Advantages of Microfluidics high shear technology compared to other Cell Lysis techniques:

  Microfluidizer® Microlyser™ Homogenizer Sonicator Bead Mill
Continuous Yes Yes Yes No No
Optimal Temp Control Yes Yes Yes No No
Contamination Free Yes Yes Yes Yes No
Minimum Volume 1ml N/A 10ml 1ml 1ml
Constant Shear Rate Yes Yes No No No
Down Stream Processing Easiest Easiest High Viscosity High Viscosity  


Alternative Methods

High Pressure Valve Homogenizers

Compared to Microfluidics high shear processors, high-pressure valve homogenizer for cell disruption is the next best alternative. Prices are typically comparable, although cooling, cleaning, valve wear and scalability can be issues.

French Press

When using a French Press for cell disruption, a manually controlled valve releases the pressurized fluid from a pressure cell, resulting in cell rupture. This method of cell disruption is not scalable or repeatable. A French Press is difficult and time-consuming to clean, and the unit must be cleaned after every sample. Most manufacturers of French Presses have discontinued production, although some outdated units are still in use.


This method of cell disruption or cell lysis uses cavitational forces. Often used for very small sample volumes, the cell suspension is sonicated with an ultrasonic probe. Disadvantages of this technique include local high temperatures, resulting in low yields; scalability challenges; and noise. Advantages of this cell disruption technology are low equipment prices and the ability to process small scale volumes.


Subjecting cell suspensions to variable temperatures results in rupture of cell walls. This cell lysis technique is not a very reproducible method, results will vary, and the technique is only suitable for very small samples.

● ● ●

• Set of tasks:
A. Answer these questions about the cell lysis comparison text:
(i) What minimum volume does the table give for the Homogenizer?
(ii) What issues can arise with high-pressure valve homogenizers?
(iii) How often must a French Press be cleaned?
B. Please extract the part of the cell lysis comparison text starting with "Alternative Methods" and going on through "still in use.".

● ● ●

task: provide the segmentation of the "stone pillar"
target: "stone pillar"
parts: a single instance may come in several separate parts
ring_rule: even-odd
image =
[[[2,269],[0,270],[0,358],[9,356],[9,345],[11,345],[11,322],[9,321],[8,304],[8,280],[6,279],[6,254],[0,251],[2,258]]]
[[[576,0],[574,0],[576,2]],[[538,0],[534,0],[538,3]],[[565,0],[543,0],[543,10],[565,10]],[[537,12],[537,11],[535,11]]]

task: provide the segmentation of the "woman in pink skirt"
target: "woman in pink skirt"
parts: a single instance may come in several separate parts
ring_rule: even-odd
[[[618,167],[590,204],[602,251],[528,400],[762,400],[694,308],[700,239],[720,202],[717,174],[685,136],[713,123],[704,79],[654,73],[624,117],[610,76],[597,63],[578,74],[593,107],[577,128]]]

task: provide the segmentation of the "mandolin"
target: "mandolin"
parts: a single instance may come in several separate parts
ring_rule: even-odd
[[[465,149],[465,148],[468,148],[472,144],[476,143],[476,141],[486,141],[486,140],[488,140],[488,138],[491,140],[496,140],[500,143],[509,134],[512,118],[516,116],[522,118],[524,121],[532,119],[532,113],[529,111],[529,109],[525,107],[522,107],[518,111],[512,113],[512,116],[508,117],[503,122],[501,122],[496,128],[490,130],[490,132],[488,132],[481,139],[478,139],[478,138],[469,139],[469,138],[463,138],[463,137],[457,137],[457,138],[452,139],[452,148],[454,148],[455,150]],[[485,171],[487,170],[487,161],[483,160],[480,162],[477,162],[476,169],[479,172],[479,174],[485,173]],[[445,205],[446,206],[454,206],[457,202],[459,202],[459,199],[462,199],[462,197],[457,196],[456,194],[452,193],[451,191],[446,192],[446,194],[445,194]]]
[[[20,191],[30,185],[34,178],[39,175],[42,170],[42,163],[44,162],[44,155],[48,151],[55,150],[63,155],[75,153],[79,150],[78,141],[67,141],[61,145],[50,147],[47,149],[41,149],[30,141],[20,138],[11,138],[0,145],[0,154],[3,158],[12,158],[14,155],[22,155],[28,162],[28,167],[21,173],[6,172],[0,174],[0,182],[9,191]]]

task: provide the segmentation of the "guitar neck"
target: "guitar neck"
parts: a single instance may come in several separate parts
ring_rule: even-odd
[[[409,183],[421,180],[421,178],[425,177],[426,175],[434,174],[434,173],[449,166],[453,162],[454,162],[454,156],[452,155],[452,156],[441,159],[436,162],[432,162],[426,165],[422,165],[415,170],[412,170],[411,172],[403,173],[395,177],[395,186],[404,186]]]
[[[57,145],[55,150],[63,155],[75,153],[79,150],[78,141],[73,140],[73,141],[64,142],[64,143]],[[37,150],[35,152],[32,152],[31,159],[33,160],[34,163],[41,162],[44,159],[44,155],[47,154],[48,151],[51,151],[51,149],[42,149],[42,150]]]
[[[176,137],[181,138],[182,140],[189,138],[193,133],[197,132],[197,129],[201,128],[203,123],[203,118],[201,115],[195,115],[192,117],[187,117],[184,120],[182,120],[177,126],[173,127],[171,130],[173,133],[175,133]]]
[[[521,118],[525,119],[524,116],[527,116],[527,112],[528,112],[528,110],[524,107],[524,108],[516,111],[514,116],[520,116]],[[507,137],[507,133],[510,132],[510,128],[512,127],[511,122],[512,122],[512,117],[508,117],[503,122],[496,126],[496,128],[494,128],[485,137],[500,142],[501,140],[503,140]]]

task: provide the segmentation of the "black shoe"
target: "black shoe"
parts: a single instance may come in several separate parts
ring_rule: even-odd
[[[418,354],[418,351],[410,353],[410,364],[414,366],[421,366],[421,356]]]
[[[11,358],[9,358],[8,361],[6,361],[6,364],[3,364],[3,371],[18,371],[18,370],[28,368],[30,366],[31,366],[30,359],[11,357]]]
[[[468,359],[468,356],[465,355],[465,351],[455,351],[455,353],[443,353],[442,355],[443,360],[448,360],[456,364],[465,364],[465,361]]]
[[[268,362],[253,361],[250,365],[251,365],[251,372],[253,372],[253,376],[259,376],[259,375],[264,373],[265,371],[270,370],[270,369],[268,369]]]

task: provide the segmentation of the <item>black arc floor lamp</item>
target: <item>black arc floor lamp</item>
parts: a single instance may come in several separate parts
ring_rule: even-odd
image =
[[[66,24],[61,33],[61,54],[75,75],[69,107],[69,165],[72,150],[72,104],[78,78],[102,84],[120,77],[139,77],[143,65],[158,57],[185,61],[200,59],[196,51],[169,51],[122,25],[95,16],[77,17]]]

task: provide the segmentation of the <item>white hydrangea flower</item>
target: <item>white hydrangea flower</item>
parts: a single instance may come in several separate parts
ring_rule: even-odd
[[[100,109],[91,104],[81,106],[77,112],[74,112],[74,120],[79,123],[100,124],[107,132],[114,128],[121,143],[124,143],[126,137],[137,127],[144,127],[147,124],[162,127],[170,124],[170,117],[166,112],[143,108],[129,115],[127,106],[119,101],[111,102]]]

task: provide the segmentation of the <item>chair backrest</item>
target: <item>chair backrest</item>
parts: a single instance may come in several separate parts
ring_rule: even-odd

● ● ●

• Outputs for the tasks:
A.
(i) 10ml
(ii) Cooling, cleaning, valve wear and scalability
(iii) After every sample

B.
Alternative Methods

High Pressure Valve Homogenizers

Compared to Microfluidics high shear processors, high-pressure valve homogenizer for cell disruption is the next best alternative. Prices are typically comparable, although cooling, cleaning, valve wear and scalability can be issues.

French Press

When using a French Press for cell disruption, a manually controlled valve releases the pressurized fluid from a pressure cell, resulting in cell rupture. This method of cell disruption is not scalable or repeatable. A French Press is difficult and time-consuming to clean, and the unit must be cleaned after every sample. Most manufacturers of French Presses have discontinued production, although some outdated units are still in use.